PROBLEM TO SOLVE — Type out the full set of entries again, unchanged.

- Opening Delimiter -

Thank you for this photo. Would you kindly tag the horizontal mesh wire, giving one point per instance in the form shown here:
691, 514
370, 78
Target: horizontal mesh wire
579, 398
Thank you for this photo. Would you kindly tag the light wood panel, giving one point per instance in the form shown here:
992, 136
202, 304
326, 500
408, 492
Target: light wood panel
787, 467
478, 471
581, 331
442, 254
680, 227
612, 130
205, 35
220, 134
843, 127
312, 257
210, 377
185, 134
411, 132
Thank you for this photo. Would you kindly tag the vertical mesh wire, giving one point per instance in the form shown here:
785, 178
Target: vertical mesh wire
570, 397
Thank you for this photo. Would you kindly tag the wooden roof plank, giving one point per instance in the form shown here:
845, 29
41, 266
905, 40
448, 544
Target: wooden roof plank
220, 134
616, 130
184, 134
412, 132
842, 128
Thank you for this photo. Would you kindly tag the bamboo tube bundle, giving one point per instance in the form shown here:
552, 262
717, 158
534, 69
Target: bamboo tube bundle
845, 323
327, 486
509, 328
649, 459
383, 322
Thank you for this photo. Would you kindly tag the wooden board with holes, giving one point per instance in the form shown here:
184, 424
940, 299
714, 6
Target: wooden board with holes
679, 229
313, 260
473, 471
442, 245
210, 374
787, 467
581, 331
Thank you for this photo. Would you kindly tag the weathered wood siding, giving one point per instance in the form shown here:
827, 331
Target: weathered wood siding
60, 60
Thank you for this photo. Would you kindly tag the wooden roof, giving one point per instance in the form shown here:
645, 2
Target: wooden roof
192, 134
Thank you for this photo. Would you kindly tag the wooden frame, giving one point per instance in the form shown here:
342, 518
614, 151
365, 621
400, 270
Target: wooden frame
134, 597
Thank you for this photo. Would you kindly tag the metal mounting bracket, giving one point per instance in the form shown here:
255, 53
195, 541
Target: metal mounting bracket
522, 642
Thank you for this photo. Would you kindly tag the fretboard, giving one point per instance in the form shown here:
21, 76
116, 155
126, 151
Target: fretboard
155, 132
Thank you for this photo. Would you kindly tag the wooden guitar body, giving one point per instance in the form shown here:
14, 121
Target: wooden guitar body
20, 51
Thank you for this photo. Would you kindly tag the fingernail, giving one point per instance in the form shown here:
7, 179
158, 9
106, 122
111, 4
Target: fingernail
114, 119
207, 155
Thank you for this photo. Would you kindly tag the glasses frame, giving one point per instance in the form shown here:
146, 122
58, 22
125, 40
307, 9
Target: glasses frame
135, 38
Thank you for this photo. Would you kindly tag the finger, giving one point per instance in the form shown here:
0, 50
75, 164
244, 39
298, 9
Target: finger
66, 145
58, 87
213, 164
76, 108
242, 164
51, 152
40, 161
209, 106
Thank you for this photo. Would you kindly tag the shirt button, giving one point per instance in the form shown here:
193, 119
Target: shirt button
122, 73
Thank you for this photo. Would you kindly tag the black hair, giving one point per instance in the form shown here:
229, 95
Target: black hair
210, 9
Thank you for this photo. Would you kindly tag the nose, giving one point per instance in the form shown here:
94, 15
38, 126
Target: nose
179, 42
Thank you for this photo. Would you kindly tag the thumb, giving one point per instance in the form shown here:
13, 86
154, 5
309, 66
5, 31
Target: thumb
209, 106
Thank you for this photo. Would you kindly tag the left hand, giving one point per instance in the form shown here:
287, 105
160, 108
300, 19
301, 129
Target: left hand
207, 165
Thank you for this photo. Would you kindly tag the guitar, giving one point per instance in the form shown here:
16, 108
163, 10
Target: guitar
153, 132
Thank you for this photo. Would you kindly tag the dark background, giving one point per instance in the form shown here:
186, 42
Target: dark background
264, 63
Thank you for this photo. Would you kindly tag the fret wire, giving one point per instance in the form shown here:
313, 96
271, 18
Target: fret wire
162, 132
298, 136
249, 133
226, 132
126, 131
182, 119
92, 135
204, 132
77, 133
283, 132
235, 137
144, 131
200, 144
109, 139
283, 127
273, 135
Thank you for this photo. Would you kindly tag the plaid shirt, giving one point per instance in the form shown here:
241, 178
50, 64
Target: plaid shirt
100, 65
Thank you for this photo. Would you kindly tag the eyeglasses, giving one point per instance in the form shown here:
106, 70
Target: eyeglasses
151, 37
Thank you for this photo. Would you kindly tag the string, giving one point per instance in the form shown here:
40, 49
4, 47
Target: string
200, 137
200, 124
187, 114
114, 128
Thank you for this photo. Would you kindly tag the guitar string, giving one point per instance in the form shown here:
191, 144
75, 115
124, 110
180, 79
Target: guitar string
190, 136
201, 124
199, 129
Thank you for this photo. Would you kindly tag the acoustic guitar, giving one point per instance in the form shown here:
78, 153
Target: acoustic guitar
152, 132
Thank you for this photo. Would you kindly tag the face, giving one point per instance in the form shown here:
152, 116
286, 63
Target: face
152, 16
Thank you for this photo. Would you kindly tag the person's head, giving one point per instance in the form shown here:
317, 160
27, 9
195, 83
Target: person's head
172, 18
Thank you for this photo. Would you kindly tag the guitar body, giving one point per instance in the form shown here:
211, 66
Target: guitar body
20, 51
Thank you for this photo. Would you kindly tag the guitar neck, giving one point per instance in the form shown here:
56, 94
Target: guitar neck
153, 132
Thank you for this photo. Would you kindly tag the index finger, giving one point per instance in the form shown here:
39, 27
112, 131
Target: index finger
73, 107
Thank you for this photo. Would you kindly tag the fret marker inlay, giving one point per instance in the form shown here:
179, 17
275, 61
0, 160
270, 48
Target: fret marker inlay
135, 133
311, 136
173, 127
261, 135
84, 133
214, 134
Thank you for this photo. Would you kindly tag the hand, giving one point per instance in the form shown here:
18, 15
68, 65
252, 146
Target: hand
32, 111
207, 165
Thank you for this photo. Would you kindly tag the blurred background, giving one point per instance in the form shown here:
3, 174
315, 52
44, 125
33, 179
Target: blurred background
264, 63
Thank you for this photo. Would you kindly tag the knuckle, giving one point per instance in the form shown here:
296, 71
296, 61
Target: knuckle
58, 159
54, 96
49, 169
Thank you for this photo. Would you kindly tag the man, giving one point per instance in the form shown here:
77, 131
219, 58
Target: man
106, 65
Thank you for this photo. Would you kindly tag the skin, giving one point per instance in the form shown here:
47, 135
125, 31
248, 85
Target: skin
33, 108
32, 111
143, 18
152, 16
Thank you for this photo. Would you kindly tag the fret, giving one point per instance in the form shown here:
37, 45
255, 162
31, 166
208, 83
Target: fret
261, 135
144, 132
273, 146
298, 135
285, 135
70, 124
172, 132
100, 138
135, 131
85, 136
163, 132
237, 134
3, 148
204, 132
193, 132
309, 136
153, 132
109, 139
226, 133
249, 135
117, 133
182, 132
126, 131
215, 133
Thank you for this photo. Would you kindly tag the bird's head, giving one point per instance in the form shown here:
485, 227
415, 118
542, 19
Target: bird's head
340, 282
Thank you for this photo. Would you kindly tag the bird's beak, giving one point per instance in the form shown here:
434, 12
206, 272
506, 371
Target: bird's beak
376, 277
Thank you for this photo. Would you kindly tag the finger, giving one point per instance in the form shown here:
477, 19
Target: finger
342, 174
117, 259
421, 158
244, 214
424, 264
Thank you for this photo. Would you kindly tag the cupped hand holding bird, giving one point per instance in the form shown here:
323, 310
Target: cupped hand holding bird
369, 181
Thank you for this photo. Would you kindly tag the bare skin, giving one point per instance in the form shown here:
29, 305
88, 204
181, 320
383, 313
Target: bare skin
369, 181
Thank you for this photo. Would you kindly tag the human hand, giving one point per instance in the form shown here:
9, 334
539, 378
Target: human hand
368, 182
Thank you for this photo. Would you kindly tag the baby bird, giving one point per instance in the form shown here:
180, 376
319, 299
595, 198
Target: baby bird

- Closing Delimiter -

YOUR RESPONSE —
Thank you for this photo. Would you kindly tag the horizontal mesh wire, giving one point per instance in the form shown here:
691, 514
370, 78
Target: horizontal mesh wire
579, 398
Thank you for this photo. Would you kindly tag the light wood panel, giving one point per instance in the form shown here:
992, 136
202, 304
326, 500
408, 492
Target: light wood panel
787, 467
478, 471
581, 331
442, 254
680, 227
612, 130
205, 35
220, 134
843, 127
312, 257
210, 377
185, 134
411, 132
Thank you for this photo. Would you kindly tag the vertical mesh wire, giving one point per instance in the form shown here:
785, 178
Target: vertical mesh wire
570, 397
Thank you for this photo. Would you kindly tag the wooden roof plank, giving one point per instance in the form shown here:
845, 29
41, 266
905, 40
448, 544
Target: wooden roof plank
220, 134
616, 130
184, 134
412, 132
842, 128
Thank you for this photo. Would you kindly tag the bamboo tube bundle, giving one point per instance in the form shown here:
552, 262
717, 158
534, 69
Target: bamboo tube bundle
845, 323
327, 486
509, 328
649, 459
383, 322
Thank you for this photo. Would you kindly tag the wooden board with holes, giving one point per instance in the form shown here:
184, 424
940, 299
714, 6
Target: wooden board with holes
679, 229
313, 260
473, 471
442, 245
210, 374
787, 467
581, 331
Thank you for this photo. Would you kindly tag the weathered wood siding, giving one point per instance in the form shown here:
827, 331
Target: weathered wood siding
60, 60
Thank you for this photo. Would you kindly tag the wooden roof, giving one point per instance in the form shown here:
645, 2
Target: wooden roof
192, 134
Thank you for this photo. Would you kindly tag the wooden frame, giving one point per instance in the form shown here:
342, 518
614, 151
365, 621
400, 270
Target: wooden frame
134, 597
Thank you for this photo. Would you kindly tag the metal mounting bracket, giving one point per instance in the form shown here:
255, 53
195, 541
Target: metal mounting bracket
522, 642
Thank you for this photo. Would you kindly tag the fretboard, giving one point per instance in the form shown here:
21, 76
116, 155
126, 151
Target: fretboard
155, 132
Thank you for this photo. Would you kindly tag the wooden guitar body, giving one point per instance in the form shown here:
14, 121
Target: wooden guitar body
20, 51
Thank you for this photo. Would you kindly tag the fingernail, giving one point per instance in the form shown here:
7, 179
158, 9
106, 122
111, 4
Target: fingernail
114, 119
207, 155
Thank you for this photo. Would you kindly tag the glasses frame, giving one point per instance in the form shown here:
146, 122
58, 22
125, 40
307, 9
Target: glasses frame
135, 38
Thank you for this photo. Would you kindly tag the finger, giving one point per instance in the form shown here:
0, 50
75, 164
244, 39
298, 9
Target: finger
66, 145
58, 87
213, 164
76, 108
242, 164
51, 152
40, 161
209, 106
Thank you for this photo. Would you kindly tag the shirt button, giving one point per instance in the form shown here:
193, 119
Target: shirt button
122, 73
Thank you for this photo. Would you kindly tag the black hair, giving one point per instance in the form shown here:
229, 95
Target: black hair
210, 9
Thank you for this photo. Would you kindly tag the nose, giving one point per instance in the form shown here:
94, 15
38, 126
Target: nose
179, 42
Thank you for this photo. Would you kindly tag the thumb, giving one point per instance in the form shown here:
13, 86
154, 5
309, 66
5, 31
Target: thumb
209, 106
Thank you for this photo. Would you kindly tag the left hand, giving one point per instance in the form shown here:
287, 105
160, 108
300, 19
301, 129
Target: left hand
207, 165
Thank you for this photo. Would you kindly tag the guitar, giving one point per instance in the form shown here:
16, 108
163, 10
Target: guitar
153, 132
Thank you for this photo. Would you kindly tag the dark background, giving one point per instance in the form shown here:
186, 42
Target: dark background
264, 63
Thank you for this photo. Would you kindly tag the fret wire, giving one point per instance in the form shown here:
313, 96
271, 18
Target: fret wire
162, 132
298, 136
249, 133
226, 132
126, 131
182, 119
92, 135
204, 132
77, 133
283, 132
235, 137
144, 131
200, 144
109, 139
283, 127
273, 135
Thank you for this photo. Would you kindly tag the plaid shirt, giving one point per instance in the form shown here:
241, 178
50, 64
Target: plaid shirt
100, 65
Thank you for this photo. Would you kindly tag the eyeglasses, giving one point per instance in the form shown here:
106, 70
Target: eyeglasses
151, 37
Thank you for this photo. Would you kindly tag the string, giving one point per instance in the form shown here:
40, 49
4, 47
Target: string
200, 137
200, 124
187, 114
114, 128
Thank you for this photo. Would you kindly tag the guitar string, giving one point per instance in the form shown here:
191, 144
75, 115
124, 110
180, 79
Target: guitar string
190, 136
201, 124
199, 129
Thank you for this photo. Would you kindly tag the acoustic guitar, giving one point per instance in the form shown here:
78, 153
Target: acoustic guitar
152, 132
Thank you for this photo. Would you kindly tag the face, giving one point per instance in the form shown here:
152, 116
286, 63
Target: face
152, 16
Thank you for this photo. Would you kindly tag the person's head, giving one point per instance in the form shown here:
317, 160
27, 9
195, 83
Target: person's head
172, 18
Thank you for this photo. Would you kindly tag the guitar body, giving one point per instance in the form shown here:
211, 66
Target: guitar body
20, 51
Thank you for this photo. Would you kindly tag the guitar neck, giving one point per instance in the form shown here:
56, 94
Target: guitar neck
153, 132
Thank you for this photo. Would you kindly tag the index finger, giving one point per instance in the form shown here:
39, 27
112, 131
Target: index finger
73, 107
Thank you for this photo. Would you kindly tag the fret marker inlay, giving one point per instance in the form shown here:
179, 17
275, 61
0, 160
270, 48
Target: fret marker inlay
135, 133
311, 136
173, 127
261, 135
84, 133
214, 134
Thank you for this photo. Would you kindly tag the hand, giving one point per instance in the form shown here:
18, 15
68, 65
252, 146
Target: hand
32, 111
207, 165
Thank you for this photo. Would you kindly tag the blurred background, giving one point per instance in the form shown here:
3, 174
315, 52
44, 125
33, 179
Target: blurred background
264, 63
Thank you for this photo. Would you kindly tag the knuckle, giving one point per instance in the form shown here:
296, 71
296, 61
Target: knuckle
58, 159
54, 96
49, 169
Thank you for this photo. Would you kindly tag the man, giving one point per instance in the form shown here:
77, 131
219, 58
Target: man
106, 65
Thank you for this photo. Would you kindly tag the skin, giving one point per instance in the form shown here:
47, 135
125, 31
248, 85
Target: skin
33, 108
32, 111
143, 18
152, 16
Thank you for this photo. Would you kindly tag the fret, giving one point per instance in the form shown here:
37, 45
255, 162
31, 166
208, 83
Target: fret
261, 135
144, 132
273, 146
298, 135
285, 135
70, 124
172, 132
100, 138
135, 131
85, 136
163, 132
237, 134
3, 148
204, 132
193, 132
309, 136
153, 132
109, 139
226, 133
249, 135
117, 133
182, 132
126, 131
215, 133
Thank you for this photo. Would you kindly tag the bird's head, giving one point per instance in the form shown here:
485, 227
415, 118
542, 19
Target: bird's head
340, 282
Thank you for this photo. Would you kindly tag the bird's beak, giving one point per instance in the form shown here:
434, 12
206, 272
506, 371
Target: bird's beak
376, 277
Thank you for this photo. Would you kindly tag the finger, giving one point per instance in the form shown here:
477, 19
Target: finger
342, 174
117, 259
421, 158
244, 214
424, 264
Thank you for this photo. Would you kindly tag the cupped hand holding bird, giving one point per instance in the form shown here:
323, 310
Target: cupped hand holding bird
369, 181
Thank you for this photo. Would you kindly tag the bare skin, giving one point per instance in the form shown here:
29, 305
88, 204
181, 320
383, 313
Target: bare skin
369, 181
Thank you for this photo. Would you kindly tag the human hand, giving one point per instance in the form shown here:
9, 334
539, 378
Target: human hand
368, 182
Thank you for this photo. Would you kindly tag the baby bird, giving one point per instance in the form shown here:
180, 376
319, 299
595, 198
Target: baby bird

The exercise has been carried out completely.